-- start Data provided --
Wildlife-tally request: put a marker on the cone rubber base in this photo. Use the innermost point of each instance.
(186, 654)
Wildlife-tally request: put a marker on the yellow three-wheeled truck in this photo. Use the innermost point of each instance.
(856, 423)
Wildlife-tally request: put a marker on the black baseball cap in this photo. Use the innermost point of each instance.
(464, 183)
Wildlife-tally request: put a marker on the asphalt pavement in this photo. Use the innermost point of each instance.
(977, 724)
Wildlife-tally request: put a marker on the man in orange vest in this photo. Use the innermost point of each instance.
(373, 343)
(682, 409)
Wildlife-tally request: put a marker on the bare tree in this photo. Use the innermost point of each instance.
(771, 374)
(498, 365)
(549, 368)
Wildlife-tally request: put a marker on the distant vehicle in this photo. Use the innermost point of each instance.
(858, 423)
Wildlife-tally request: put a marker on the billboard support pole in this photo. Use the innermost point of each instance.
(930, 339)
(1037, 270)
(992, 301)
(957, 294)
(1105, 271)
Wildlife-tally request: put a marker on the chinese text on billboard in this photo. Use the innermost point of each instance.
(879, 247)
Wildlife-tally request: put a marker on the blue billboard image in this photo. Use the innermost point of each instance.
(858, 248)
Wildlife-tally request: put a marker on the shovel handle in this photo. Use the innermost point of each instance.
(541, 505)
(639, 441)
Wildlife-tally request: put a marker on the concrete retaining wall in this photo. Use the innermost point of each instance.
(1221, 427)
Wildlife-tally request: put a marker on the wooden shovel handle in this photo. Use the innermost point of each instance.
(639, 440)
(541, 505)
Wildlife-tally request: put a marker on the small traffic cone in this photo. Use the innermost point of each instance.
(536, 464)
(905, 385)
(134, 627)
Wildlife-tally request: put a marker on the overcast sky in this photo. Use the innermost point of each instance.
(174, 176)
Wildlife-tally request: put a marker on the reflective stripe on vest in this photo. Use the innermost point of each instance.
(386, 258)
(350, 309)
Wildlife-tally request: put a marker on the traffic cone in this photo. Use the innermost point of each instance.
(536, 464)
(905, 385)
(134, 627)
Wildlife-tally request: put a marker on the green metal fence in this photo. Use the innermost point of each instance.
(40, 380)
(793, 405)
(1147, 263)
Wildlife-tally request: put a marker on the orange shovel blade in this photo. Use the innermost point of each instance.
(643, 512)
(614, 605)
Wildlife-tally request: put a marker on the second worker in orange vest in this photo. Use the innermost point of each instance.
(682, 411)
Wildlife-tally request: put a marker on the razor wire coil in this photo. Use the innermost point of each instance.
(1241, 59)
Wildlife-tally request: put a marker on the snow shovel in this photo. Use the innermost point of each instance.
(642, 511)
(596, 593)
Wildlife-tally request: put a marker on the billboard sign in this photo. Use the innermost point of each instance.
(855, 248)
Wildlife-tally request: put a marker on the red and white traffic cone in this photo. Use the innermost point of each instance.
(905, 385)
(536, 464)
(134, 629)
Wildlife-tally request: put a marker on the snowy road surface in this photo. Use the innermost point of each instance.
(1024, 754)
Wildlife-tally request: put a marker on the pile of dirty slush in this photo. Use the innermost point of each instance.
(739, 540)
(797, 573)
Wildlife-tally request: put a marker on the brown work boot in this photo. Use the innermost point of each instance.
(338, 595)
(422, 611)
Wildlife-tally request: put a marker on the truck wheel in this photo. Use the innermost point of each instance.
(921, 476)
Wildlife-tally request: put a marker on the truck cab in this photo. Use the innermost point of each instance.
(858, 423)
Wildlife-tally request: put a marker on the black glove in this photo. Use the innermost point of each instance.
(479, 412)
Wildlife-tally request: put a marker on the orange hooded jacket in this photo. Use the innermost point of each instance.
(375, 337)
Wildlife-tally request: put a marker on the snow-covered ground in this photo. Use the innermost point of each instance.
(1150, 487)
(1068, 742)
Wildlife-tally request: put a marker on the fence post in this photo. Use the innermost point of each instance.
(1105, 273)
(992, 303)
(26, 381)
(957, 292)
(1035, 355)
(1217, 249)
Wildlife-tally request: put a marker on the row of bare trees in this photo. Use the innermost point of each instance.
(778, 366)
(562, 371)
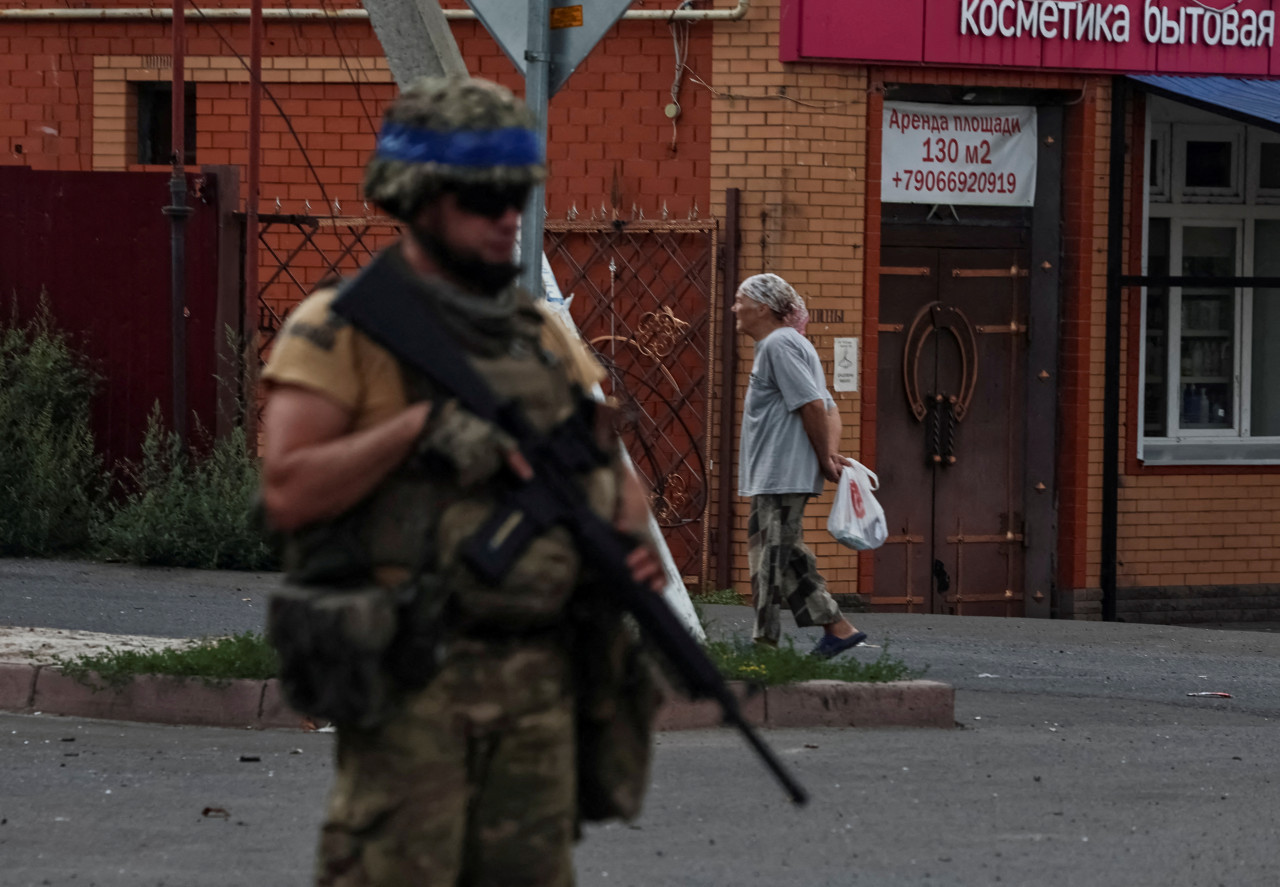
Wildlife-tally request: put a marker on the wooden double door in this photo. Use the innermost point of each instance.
(951, 425)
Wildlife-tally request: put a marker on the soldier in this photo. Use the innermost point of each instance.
(790, 442)
(464, 771)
-- end Data provided --
Direction - Quote the material in full and exactly; do not carry over its pictures.

Response to this exercise -
Wildlife-tally request: put a marker on the cone rubber base in this photo. Use the innermost point of each instance.
(186, 654)
Wildlife-tally request: put a marker on the yellow three-wheeled truck in this photo. Use the innermost point of each instance.
(856, 423)
Wildlife-tally request: put a marker on the black baseball cap in this photo. Use the innermost point of each instance.
(464, 183)
Wildlife-tally request: put a marker on the asphalt pavement in this photo. Use the innermost point of each instance.
(977, 724)
Wildlife-tally request: put a marker on the man in orange vest in this photo. Use the innermost point of each instance.
(373, 343)
(682, 409)
Wildlife-tally request: put a marker on the bare tree in this photo. Use the innermost point of each instance.
(771, 374)
(498, 365)
(549, 368)
Wildlife-tally request: put a marker on the distant vehicle in this photo. Use the innermost point of each instance.
(858, 423)
Wildlife-tally request: put a marker on the billboard support pole in this photo. Use the innermost point of each instance.
(930, 339)
(1037, 270)
(992, 301)
(957, 294)
(1105, 271)
Wildlife-tally request: put a marker on the chinese text on billboard in this photo. Use the innermost point of each instance.
(879, 247)
Wildlife-tally request: put a marker on the blue billboard image in this photo. Use the innermost point of each instance.
(858, 248)
Wildlife-tally request: put a marker on the shovel handle in this photo. Use the innermost point of each instance.
(541, 505)
(639, 441)
Wildlife-tally request: put a marker on the concrete retaining wall in this photo. Use the innermost point of each instance.
(1221, 427)
Wildlife-tally request: put a marker on the wooden shovel handle in this photo. Use the innermost point of each instance.
(639, 440)
(541, 505)
Wildlife-tally request: put a marker on the small traffic cone in this photo. Use the innermost point of each instance.
(536, 464)
(905, 385)
(134, 627)
Wildlife-tally request: put a marker on the overcast sky in this photo. Use the innermost point of each instance.
(174, 176)
Wildlife-tally request: put a marker on the reflective stripe on vest in this photo. Use the innermost point of each instance.
(386, 258)
(350, 309)
Wildlife-tally request: put a marker on the traffic cone in this photo. Use the innermost point of each instance.
(536, 464)
(905, 385)
(134, 627)
Wildlife-tally request: put a marker on the green metal fence in this photo. Use the innermost point of each instance.
(40, 380)
(793, 405)
(1147, 263)
Wildlife-tally request: put a marker on the orange shovel blade in this photo. Use the innermost point of each instance.
(643, 512)
(614, 605)
Wildlife-tally request: put a marker on the second worker in orange vest in this photo. Use the innermost point of each instance.
(682, 411)
Wildlife-tally request: put a marker on the razor wire coil in this photo. Use the innermost point of each instance.
(1241, 59)
Wildlife-tally request: put a marker on the snow shovel in this photo. Use the innermost point of each instance.
(642, 511)
(596, 593)
Wildlife-tally request: put a marker on the billboard sign in this photo. Use the innermost point of each instance.
(855, 248)
Wildlife-tally request: put a marker on the red and white traffic cone in this photo. Use the innermost point of each instance.
(905, 385)
(536, 464)
(134, 629)
Wildlife-tally request: put a marker on the snowy road surface in this photo. Use the innermost point of each instance.
(1024, 754)
Wildlife-tally request: put a marker on the pile of dirty slush in this photo. Use the innermost point of each instance.
(739, 540)
(797, 573)
Wildlife-tally request: put a marker on the brown work boot in this photo. Use the innermost point of each instance.
(338, 595)
(422, 611)
Wildlife-tally request: put a marker on the truck wheel in this photo. Use the innermost point of each instance.
(921, 476)
Wildlife-tally request: put a marker on the truck cab in this photo. Use the innermost point of each instance.
(858, 423)
Wildlife-tally request: put a marker on the black glove in this photo. Use the innermost point of each instance.
(479, 412)
Wildlife-tally request: put a marker on the orange hooded jacket in this photo. Use the innermost point of each instance.
(375, 337)
Wildlife-tally request: put a marker on the snow-covered ground in this photo. Use the innermost point of each instance.
(1150, 487)
(1068, 742)
Wildlife-tally request: put a marker on the fence post in this photo. Use the innermost point of each instance.
(1105, 273)
(992, 303)
(26, 381)
(957, 292)
(1035, 355)
(1217, 249)
Wildlife-tally request: put a marker on the row of bare trees in this photo. Use the innermost point of each instance.
(778, 366)
(562, 371)
Wildlife-tally request: put a marker on the wooden double door in this photo. Use the innermost point of each instance.
(951, 425)
Wildlife-tally request: put a marker on the soldier in this photo. Use the innermost point of each instance.
(790, 442)
(464, 771)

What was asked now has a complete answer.